ACTIVITY ▸ Where the records appear below, transcribe them exactly, leaving none out.

GIVEN ENTRIES ▸
-*-

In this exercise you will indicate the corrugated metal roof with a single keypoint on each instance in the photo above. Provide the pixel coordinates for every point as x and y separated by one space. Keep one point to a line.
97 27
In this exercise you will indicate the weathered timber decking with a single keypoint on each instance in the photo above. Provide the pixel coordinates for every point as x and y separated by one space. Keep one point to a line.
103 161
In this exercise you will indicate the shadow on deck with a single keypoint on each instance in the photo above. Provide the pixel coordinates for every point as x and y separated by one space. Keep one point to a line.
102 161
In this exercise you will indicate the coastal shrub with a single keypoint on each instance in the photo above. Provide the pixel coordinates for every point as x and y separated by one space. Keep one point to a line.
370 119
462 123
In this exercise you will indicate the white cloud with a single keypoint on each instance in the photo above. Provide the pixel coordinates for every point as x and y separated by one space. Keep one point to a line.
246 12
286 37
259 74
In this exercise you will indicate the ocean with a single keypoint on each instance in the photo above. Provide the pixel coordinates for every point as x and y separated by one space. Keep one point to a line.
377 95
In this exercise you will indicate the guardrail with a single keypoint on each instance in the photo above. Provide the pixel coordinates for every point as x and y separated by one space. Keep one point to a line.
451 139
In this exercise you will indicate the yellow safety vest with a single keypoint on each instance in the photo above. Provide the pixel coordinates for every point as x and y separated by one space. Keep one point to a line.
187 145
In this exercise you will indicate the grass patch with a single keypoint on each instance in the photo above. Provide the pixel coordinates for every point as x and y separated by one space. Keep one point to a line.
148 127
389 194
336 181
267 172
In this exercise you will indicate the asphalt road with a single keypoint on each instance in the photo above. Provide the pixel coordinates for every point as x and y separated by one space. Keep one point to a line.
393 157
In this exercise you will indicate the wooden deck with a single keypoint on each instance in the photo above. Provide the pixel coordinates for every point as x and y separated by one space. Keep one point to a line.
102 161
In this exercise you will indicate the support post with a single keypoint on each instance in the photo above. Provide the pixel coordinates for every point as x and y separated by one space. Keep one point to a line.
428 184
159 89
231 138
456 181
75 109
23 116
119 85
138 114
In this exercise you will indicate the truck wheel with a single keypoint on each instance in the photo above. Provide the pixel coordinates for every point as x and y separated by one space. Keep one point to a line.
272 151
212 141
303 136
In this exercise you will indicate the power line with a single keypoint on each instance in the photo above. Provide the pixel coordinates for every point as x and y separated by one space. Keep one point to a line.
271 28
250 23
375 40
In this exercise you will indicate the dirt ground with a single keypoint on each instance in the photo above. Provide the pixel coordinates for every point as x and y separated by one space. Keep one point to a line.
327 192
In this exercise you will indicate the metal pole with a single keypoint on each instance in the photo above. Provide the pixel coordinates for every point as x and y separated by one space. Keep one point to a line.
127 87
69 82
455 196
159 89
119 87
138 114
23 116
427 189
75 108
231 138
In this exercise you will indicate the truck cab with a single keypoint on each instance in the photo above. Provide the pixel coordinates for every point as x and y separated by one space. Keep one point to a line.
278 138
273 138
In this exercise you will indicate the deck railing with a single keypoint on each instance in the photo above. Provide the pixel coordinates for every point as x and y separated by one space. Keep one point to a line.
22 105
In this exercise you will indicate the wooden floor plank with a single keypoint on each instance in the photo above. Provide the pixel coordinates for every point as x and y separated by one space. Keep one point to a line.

-*-

OUTPUT OF THE TASK ▸
In this exercise you will indicate the corrugated metal roof with a single keypoint on each instance in the photo above. Provide the pixel coordinates for every point as x and y separated by one space. Keep one point to a line.
97 27
In this exercise you will indicate the weathered timber decking with a single keypoint on each instance in the photo above. Provide the pixel coordinates for every point as x and y separated by one space. Keep one point to a line.
103 161
In this exercise you will indicate the shadow on deck with a single keypoint on each instance in the photo above. Provide the pixel coordinates for every point as x and y separated by one space. Keep one point to a line.
102 161
In this exercise you will indicate the coastal shrub with a single keypoint on each instance in the photo above. Provide the pixel coordinates for every point as x and y separated by one space. Keep one point to a line.
370 119
462 123
In this exercise you will indicate the white cloud with a single keypoint on each instance in the photo above. Provide the pixel coordinates for every point as x and y separated by one space. Keep one point to a line.
246 12
286 37
259 74
In this exercise you will indicate the ocean with a single keypoint on each instance in the photo above. Provide the pixel coordinates for every point as x and y separated by one space. Keep one point to a line.
377 95
In this exercise you will indicate the guardrail with a single keypoint on each instance in the photo above. Provide the pixel coordinates for every point as x and y separated by one space. Keep one point to a line.
451 139
In this exercise you will indicate the yellow safety vest with a single keypoint on each instance in the photo above. Provide the pixel coordinates for every point as x and y separated by one space. Keep one point to a line.
187 145
In this exercise you will indicate the grass patch with a single keypoint on each instance in the photo above. Provide the pixel coordinates for every point as x and y separated by one space. Keep one point to a line.
148 127
389 194
336 181
267 172
In this exercise you will indicate the asphalt road with a single keypoint on each instance in the photo above. Provide the pixel coordinates for every point as x and y separated by one space. Keep one point to a line.
393 157
In this exercise you will indicate the wooden deck with a single keypoint on each instance in the photo above. Provide the pixel coordinates for every point as x and y separated by one space. Keep one point to a line.
102 161
In this exercise you will indicate the support post with a single keypoint on each instance in the photo above. Provide the pixel coordinates for every point as x and y separated by one space. Keep one point to a line.
428 184
159 89
231 138
456 181
75 109
23 116
119 85
138 114
In this exercise you will indicate the truck wheel with a single keypoint on each instance in the photo above. Provide the pixel coordinates for every point as x and y separated by one space. Keep one point to a line.
272 151
212 141
303 136
In this exercise you will indicate the power line with a single keypoint on each instance in the photo above. Provide the pixel coordinates for every point as x and y separated by one space. Keep one point to a line.
271 28
250 23
375 40
In this exercise you will indicate the dirt ground with a single keypoint on each instance in the photo above. Provide the pixel coordinates for every point as x and y separated by one space. Keep one point to a line.
327 192
In this exercise you will indicate the metal pole with a single keypoint on each instance in the photo above. Provide the pixel coordinates for every point as x and y separated by one space. Keep one point to a line.
127 87
69 82
455 196
159 89
119 87
138 114
23 116
427 189
75 108
231 138
In this exercise you will indicate the truck cab with a single keypoint on each instance in the photo above. Provide the pixel coordinates for every point as x and y separated by one space. Keep one point to a line.
278 138
273 138
In this exercise you will indicate the deck railing with a single keypoint on each instance in the photo above. Provide the pixel coordinates for every point as x and y separated by one space. Keep one point to a line.
22 105
In this exercise you will indicate the wooden floor plank with a single keypoint on each instance in the photo above. Provide the pixel coordinates for every point as x and y separated by one space. Keep one point to a line.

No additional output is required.